A complete, word-for-word restatement of the entries is needed.
** Material supplied follows **
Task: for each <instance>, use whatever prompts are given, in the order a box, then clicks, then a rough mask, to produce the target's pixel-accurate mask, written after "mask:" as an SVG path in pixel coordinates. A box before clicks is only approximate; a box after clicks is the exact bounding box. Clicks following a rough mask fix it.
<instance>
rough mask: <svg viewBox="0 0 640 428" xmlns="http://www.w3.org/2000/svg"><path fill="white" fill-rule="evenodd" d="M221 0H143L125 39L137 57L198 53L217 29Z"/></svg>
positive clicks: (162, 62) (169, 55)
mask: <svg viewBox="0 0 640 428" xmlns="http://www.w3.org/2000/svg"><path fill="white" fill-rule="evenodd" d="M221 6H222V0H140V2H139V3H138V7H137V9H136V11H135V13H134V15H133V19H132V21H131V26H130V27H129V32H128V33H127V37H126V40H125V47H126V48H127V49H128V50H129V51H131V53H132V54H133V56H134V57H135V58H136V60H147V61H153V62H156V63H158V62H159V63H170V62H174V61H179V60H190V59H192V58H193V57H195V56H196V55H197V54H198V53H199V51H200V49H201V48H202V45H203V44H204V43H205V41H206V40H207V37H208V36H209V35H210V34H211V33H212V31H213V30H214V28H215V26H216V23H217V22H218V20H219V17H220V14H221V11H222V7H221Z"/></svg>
** End of Material supplied **
▸ **Answer section**:
Task: for each <instance>, use whatever prompts are given, in the order a box, then clicks, then a rough mask, to produce the target's pixel-accurate mask, written after "mask:" as an SVG path in pixel coordinates. A box before clicks is only approximate; a box after clicks is the exact bounding box. Clicks following a rough mask fix it.
<instance>
rough mask: <svg viewBox="0 0 640 428" xmlns="http://www.w3.org/2000/svg"><path fill="white" fill-rule="evenodd" d="M221 0H143L125 39L137 57L198 53L217 29Z"/></svg>
positive clicks: (162, 62) (169, 55)
mask: <svg viewBox="0 0 640 428" xmlns="http://www.w3.org/2000/svg"><path fill="white" fill-rule="evenodd" d="M221 6H222V0H140V2H139V3H138V7H137V9H136V11H135V13H134V15H133V19H132V21H131V26H130V27H129V32H128V33H127V37H126V40H125V47H126V48H127V49H128V50H129V51H131V53H132V54H133V56H134V57H135V58H136V60H147V61H153V62H156V63H158V62H159V63H170V62H174V61H179V60H190V59H192V58H193V57H195V56H196V55H197V54H198V53H199V51H200V49H201V48H202V45H203V44H204V43H205V41H206V40H207V37H208V36H209V35H210V34H211V33H212V31H213V30H214V28H215V26H216V23H217V22H218V20H219V17H220V14H221V11H222V7H221Z"/></svg>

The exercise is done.